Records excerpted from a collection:
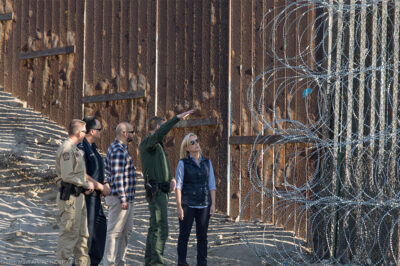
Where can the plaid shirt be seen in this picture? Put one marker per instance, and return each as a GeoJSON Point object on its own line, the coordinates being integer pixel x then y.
{"type": "Point", "coordinates": [120, 172]}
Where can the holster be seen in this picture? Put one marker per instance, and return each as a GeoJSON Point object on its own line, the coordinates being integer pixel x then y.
{"type": "Point", "coordinates": [68, 189]}
{"type": "Point", "coordinates": [151, 190]}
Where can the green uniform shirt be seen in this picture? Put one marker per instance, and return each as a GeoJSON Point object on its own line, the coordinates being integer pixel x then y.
{"type": "Point", "coordinates": [154, 159]}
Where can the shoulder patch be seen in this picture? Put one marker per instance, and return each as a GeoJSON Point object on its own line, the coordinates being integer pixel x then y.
{"type": "Point", "coordinates": [66, 156]}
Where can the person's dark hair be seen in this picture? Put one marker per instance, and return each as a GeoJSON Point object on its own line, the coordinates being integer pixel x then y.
{"type": "Point", "coordinates": [75, 126]}
{"type": "Point", "coordinates": [154, 122]}
{"type": "Point", "coordinates": [90, 122]}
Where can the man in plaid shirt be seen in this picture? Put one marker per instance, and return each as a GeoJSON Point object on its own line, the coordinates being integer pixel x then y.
{"type": "Point", "coordinates": [120, 175]}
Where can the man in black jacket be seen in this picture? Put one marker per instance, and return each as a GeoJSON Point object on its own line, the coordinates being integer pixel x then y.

▶ **WORK ORDER**: In your copy, include no pictures, but set down every record exactly.

▶ **ANSWER TO THIS PROBLEM**:
Where can the plaid shirt be seen in this picture? Put one marker per instance, and return each as a GeoJSON Point object on its own line, the coordinates being integer pixel x then y.
{"type": "Point", "coordinates": [120, 172]}
Where can the holster be seen in this picture? Put one marker per instance, and return each as a GeoJSON Point object on its own line, the coordinates being integer pixel x then y.
{"type": "Point", "coordinates": [68, 189]}
{"type": "Point", "coordinates": [151, 190]}
Where can the green uniform shirt be seen in this picture? Put one marker per instance, and return each as a GeoJSON Point object on its own line, the coordinates being integer pixel x then y.
{"type": "Point", "coordinates": [154, 159]}
Where can the shoulder patch be seen in this picture? Put one marker per instance, and return each as a GeoJSON Point object on its own line, the coordinates being integer pixel x then y.
{"type": "Point", "coordinates": [66, 156]}
Where can the person's dark hair be seen in this picture? Put one marker per instance, and return each as a GeoJSON Point object on its own line, the coordinates being integer pixel x then y.
{"type": "Point", "coordinates": [75, 126]}
{"type": "Point", "coordinates": [154, 122]}
{"type": "Point", "coordinates": [90, 122]}
Where can the man in plaid shirt be seen in this picture? Put one marker per instance, and return each as a GeoJSON Point object on its own line, the coordinates being integer pixel x then y.
{"type": "Point", "coordinates": [120, 175]}
Where can the man in black jacket be seen in this picture? Put one marker per instance, and return each as a GeoJSON Point object on its own line, the coordinates being integer pixel x then y.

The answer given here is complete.